▸ ИСХОДНЫЕ ДАННЫЕ
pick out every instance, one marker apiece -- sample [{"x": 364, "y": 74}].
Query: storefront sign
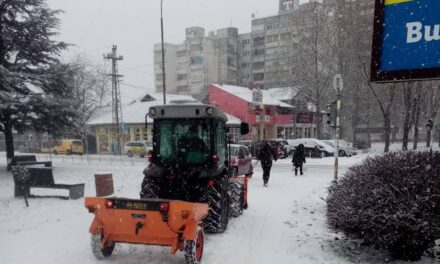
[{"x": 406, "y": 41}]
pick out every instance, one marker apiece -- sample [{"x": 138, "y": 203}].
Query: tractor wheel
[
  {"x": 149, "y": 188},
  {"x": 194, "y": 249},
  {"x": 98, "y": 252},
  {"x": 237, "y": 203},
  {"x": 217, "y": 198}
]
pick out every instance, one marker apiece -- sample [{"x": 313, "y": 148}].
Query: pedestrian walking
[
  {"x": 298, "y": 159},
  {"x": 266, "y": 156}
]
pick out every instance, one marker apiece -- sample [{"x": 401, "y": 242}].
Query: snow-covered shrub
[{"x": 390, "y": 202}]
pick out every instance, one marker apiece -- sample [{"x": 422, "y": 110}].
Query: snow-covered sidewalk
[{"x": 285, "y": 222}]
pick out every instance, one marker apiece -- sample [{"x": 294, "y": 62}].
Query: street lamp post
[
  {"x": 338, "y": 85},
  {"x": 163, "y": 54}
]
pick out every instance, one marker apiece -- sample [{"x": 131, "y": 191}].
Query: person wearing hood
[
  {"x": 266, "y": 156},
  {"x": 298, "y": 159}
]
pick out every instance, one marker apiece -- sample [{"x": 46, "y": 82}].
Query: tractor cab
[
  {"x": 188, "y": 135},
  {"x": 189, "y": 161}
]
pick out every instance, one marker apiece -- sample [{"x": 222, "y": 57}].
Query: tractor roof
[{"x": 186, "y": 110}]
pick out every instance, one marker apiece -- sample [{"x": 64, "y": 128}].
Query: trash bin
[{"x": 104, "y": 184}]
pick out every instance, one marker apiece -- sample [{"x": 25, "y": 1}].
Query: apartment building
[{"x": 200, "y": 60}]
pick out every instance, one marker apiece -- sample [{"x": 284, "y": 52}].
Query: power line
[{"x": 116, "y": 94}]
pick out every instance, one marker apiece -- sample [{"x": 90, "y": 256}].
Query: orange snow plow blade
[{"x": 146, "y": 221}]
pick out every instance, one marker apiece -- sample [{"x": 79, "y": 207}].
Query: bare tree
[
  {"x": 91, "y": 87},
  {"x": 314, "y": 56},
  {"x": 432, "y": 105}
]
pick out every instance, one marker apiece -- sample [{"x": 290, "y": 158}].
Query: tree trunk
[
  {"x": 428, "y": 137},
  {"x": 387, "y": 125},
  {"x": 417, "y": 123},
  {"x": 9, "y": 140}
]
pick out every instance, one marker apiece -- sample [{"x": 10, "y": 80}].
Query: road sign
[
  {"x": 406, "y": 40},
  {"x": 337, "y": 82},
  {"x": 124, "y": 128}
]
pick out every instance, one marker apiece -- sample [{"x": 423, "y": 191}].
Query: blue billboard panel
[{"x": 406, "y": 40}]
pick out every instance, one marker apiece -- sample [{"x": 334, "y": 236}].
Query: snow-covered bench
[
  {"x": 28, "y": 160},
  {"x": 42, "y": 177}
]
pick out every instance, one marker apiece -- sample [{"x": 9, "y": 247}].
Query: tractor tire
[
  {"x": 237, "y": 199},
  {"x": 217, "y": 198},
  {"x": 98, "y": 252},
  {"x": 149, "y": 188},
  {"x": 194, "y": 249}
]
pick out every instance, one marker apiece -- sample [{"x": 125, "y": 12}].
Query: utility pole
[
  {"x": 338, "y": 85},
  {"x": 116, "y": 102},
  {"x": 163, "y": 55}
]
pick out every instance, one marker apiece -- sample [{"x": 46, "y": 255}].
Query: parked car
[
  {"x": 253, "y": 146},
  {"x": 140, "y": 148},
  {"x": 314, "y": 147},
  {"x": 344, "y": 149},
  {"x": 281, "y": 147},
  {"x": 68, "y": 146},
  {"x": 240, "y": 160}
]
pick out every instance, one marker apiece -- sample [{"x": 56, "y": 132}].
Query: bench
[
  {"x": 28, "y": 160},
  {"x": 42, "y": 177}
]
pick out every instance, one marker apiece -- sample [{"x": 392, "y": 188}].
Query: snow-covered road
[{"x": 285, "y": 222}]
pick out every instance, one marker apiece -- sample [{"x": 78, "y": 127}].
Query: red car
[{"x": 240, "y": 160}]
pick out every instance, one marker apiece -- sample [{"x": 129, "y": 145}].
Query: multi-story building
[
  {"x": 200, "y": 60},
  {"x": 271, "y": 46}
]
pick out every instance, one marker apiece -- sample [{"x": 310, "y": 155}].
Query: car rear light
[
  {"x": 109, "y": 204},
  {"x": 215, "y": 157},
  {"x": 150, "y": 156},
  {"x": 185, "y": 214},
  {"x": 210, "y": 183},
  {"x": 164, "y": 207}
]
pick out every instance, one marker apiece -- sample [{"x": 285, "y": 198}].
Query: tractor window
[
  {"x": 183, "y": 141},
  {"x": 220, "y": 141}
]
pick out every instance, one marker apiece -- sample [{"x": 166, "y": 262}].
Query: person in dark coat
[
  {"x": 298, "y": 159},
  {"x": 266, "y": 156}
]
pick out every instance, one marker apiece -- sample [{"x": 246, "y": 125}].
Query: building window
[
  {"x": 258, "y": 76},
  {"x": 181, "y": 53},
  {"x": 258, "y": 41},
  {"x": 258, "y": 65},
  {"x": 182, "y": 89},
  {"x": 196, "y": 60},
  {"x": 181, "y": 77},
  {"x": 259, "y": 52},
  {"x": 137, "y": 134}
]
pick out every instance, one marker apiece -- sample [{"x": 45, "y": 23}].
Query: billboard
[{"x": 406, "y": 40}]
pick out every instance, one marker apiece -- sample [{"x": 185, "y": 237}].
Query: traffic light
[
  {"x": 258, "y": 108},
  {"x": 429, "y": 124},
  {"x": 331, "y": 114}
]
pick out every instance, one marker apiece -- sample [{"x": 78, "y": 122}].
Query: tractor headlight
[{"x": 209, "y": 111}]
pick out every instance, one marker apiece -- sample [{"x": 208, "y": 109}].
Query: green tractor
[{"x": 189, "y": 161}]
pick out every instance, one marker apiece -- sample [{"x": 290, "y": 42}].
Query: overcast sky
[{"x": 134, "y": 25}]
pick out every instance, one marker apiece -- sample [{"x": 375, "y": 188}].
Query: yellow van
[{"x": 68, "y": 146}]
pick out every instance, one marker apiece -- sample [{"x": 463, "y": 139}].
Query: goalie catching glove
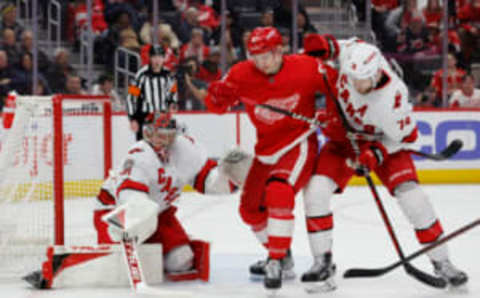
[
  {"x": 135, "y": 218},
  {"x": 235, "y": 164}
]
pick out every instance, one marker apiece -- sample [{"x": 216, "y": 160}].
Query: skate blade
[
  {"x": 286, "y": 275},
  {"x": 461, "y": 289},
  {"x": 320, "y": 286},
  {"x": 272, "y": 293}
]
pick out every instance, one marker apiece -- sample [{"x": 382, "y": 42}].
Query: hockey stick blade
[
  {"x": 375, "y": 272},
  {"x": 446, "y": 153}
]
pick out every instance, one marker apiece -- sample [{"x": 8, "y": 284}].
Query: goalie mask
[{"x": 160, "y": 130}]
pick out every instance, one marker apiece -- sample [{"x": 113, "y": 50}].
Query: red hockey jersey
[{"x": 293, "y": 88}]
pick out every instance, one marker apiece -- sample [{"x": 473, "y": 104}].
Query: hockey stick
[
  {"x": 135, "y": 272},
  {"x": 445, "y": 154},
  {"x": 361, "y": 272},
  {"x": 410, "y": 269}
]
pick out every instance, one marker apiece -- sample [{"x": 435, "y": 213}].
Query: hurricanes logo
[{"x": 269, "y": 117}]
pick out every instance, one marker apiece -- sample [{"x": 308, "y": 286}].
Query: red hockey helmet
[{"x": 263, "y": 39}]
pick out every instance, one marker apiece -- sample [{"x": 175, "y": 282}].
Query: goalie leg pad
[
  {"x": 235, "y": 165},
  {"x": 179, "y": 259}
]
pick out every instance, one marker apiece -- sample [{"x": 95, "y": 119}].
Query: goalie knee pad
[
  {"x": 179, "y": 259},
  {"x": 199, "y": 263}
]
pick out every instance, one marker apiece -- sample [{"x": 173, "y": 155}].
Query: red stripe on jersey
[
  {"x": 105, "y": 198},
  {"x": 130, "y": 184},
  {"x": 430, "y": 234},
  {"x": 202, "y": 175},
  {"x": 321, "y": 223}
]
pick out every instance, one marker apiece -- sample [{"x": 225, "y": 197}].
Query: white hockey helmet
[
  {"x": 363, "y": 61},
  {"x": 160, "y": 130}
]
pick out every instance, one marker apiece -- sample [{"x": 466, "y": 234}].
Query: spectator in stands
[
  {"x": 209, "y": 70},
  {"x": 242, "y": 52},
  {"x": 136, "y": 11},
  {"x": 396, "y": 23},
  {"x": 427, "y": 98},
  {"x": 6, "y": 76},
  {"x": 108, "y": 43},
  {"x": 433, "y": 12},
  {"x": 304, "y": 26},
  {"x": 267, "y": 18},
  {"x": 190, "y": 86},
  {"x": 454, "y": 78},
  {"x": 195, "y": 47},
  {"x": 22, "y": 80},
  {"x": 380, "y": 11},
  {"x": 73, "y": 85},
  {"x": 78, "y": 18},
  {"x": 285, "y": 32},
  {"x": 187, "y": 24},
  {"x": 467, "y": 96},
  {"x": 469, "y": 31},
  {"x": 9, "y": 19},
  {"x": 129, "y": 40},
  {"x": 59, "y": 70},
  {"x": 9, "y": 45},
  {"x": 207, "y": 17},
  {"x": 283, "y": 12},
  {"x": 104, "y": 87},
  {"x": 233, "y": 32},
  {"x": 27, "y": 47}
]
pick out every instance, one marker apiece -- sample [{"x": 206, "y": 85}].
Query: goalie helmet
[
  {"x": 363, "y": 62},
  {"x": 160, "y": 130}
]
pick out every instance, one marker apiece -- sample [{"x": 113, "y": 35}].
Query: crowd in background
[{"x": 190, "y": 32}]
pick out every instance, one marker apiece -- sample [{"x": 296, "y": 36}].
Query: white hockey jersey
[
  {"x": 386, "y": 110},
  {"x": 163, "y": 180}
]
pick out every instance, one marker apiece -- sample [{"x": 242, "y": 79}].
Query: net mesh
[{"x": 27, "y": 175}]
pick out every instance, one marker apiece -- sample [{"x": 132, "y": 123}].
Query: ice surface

▸ ЗАДАЧА
Сколько строк выше содержат слово «bench» с учетом регистра? Ответьте только числом.

▸ ОТВЕТ
2